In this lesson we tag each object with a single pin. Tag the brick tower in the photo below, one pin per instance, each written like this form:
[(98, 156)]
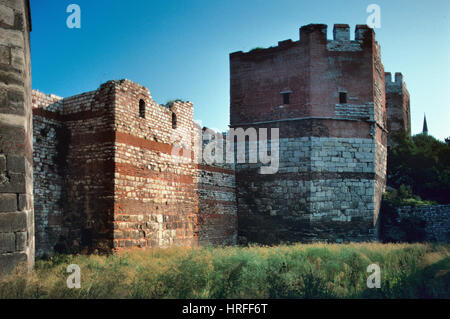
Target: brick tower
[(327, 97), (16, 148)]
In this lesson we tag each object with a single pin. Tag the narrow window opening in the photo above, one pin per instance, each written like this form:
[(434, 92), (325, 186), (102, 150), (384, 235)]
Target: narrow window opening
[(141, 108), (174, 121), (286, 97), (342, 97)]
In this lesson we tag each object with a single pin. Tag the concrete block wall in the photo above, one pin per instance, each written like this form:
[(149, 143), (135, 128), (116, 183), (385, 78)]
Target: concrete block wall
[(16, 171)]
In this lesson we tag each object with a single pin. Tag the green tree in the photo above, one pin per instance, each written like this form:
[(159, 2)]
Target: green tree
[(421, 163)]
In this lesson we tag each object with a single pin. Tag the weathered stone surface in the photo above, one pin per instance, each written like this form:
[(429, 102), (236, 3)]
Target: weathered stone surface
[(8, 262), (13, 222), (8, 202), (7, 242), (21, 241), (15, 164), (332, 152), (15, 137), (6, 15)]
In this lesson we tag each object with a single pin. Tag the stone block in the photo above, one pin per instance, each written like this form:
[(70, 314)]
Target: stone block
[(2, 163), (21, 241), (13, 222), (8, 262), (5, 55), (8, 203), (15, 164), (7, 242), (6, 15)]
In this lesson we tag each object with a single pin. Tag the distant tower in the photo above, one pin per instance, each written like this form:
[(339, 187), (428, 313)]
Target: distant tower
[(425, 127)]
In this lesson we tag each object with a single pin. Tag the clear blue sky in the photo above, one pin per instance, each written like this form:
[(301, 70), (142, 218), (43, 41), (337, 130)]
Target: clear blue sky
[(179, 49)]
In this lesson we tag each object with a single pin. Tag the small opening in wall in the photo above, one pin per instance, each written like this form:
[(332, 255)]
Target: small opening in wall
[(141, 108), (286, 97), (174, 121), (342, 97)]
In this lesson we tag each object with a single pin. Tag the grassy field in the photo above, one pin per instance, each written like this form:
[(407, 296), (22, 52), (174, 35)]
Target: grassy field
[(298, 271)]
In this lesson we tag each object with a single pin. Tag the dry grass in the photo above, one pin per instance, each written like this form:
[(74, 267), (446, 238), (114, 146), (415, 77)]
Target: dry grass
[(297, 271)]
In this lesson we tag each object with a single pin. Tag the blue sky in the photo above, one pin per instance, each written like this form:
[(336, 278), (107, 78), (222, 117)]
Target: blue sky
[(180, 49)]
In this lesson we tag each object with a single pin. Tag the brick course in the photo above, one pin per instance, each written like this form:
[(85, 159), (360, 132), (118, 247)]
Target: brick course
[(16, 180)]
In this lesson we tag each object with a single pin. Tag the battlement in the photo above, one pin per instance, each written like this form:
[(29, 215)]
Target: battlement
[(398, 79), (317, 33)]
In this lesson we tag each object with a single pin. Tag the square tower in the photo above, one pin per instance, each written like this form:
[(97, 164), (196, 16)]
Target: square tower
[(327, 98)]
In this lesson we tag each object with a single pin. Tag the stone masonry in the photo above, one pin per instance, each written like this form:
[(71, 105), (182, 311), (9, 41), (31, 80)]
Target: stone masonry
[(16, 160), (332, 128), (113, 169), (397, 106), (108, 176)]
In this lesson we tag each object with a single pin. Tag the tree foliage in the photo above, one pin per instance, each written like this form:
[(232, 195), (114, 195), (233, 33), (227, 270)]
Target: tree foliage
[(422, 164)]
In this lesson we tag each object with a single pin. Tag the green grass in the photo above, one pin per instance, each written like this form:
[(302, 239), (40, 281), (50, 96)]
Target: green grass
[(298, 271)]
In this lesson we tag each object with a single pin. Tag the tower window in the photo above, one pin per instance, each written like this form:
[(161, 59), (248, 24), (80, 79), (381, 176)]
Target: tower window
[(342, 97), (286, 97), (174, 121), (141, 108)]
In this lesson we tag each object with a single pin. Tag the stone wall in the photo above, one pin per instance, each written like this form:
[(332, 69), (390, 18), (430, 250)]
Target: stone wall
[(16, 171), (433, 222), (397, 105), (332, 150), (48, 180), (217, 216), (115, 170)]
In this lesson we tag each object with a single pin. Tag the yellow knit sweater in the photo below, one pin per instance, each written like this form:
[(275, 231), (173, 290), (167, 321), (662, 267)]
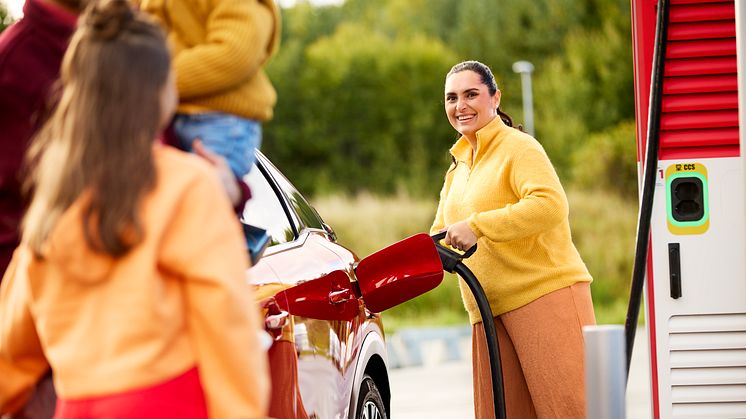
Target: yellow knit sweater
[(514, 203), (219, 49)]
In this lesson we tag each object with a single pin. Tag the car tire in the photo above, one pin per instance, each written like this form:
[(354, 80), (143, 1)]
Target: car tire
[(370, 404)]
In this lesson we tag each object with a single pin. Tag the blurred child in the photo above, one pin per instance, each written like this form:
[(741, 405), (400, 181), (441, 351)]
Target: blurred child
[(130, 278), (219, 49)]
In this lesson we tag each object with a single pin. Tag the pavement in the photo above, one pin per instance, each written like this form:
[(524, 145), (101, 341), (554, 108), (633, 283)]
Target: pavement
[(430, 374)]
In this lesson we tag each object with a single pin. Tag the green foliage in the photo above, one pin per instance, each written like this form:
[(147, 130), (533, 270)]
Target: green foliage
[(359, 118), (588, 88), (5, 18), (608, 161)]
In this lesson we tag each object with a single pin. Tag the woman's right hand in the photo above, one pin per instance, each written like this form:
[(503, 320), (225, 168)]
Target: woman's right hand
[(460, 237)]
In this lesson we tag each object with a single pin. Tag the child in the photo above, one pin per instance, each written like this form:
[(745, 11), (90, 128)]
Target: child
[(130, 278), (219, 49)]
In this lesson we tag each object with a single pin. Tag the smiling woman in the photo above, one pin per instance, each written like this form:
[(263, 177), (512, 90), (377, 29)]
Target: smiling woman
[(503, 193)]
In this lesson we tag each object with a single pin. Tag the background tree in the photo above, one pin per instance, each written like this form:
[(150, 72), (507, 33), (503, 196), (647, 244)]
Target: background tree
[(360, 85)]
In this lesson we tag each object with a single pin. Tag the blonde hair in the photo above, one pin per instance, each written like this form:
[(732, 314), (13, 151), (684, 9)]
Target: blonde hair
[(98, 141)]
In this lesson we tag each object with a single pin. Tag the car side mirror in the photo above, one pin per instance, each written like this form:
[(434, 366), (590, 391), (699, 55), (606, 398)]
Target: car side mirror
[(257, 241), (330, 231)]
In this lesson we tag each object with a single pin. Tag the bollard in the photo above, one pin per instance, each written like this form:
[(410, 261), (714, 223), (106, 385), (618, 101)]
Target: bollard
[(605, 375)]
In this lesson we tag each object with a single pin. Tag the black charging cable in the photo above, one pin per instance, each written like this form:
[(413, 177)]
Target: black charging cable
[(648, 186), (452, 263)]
• • • •
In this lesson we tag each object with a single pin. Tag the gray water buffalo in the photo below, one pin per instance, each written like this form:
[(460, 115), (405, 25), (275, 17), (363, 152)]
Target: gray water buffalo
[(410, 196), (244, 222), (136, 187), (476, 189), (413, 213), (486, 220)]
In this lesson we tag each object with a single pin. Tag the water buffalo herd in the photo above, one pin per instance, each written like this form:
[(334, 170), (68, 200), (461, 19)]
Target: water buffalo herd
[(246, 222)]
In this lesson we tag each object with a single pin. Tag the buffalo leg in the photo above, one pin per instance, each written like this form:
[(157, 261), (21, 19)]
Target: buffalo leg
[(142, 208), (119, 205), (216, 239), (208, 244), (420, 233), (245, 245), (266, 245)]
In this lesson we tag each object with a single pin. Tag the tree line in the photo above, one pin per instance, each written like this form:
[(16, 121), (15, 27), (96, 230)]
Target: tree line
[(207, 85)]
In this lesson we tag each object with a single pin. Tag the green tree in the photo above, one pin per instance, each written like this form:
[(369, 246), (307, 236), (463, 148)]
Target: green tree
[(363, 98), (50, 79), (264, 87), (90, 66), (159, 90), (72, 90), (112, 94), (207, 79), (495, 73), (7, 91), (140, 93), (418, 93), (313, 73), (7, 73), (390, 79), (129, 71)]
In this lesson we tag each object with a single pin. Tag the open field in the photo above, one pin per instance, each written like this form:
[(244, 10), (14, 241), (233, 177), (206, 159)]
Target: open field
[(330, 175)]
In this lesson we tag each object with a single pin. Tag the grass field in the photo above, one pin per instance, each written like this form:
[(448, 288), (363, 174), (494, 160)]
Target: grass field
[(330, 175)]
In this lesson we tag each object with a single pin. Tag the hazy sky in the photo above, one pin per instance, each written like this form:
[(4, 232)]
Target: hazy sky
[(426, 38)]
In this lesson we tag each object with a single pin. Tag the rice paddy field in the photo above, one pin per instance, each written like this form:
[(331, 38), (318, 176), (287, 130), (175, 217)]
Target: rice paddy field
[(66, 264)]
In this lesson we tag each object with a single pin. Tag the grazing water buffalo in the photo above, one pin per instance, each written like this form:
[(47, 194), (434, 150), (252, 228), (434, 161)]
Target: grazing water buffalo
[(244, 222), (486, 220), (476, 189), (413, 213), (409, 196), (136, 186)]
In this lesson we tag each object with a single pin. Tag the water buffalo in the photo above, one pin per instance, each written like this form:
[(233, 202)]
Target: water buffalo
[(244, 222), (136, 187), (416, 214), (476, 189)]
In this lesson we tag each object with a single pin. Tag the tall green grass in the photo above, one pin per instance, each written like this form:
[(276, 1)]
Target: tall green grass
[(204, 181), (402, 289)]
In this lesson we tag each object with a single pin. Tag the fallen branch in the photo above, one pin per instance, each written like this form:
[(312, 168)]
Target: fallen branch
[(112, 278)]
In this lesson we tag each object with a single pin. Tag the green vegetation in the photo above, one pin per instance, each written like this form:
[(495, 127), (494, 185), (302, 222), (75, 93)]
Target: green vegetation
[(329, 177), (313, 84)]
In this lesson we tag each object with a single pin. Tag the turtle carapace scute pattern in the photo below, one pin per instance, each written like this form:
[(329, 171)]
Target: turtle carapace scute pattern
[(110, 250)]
• • • •
### Written instruction
Pick out every line in the material above that contains the word "bollard", and copy each of those lines in full.

### Output of the exercise
In this lesson we tag each object with a single pin. Tag the bollard in the photo above, one pin per instance, each written like this form:
Target: bollard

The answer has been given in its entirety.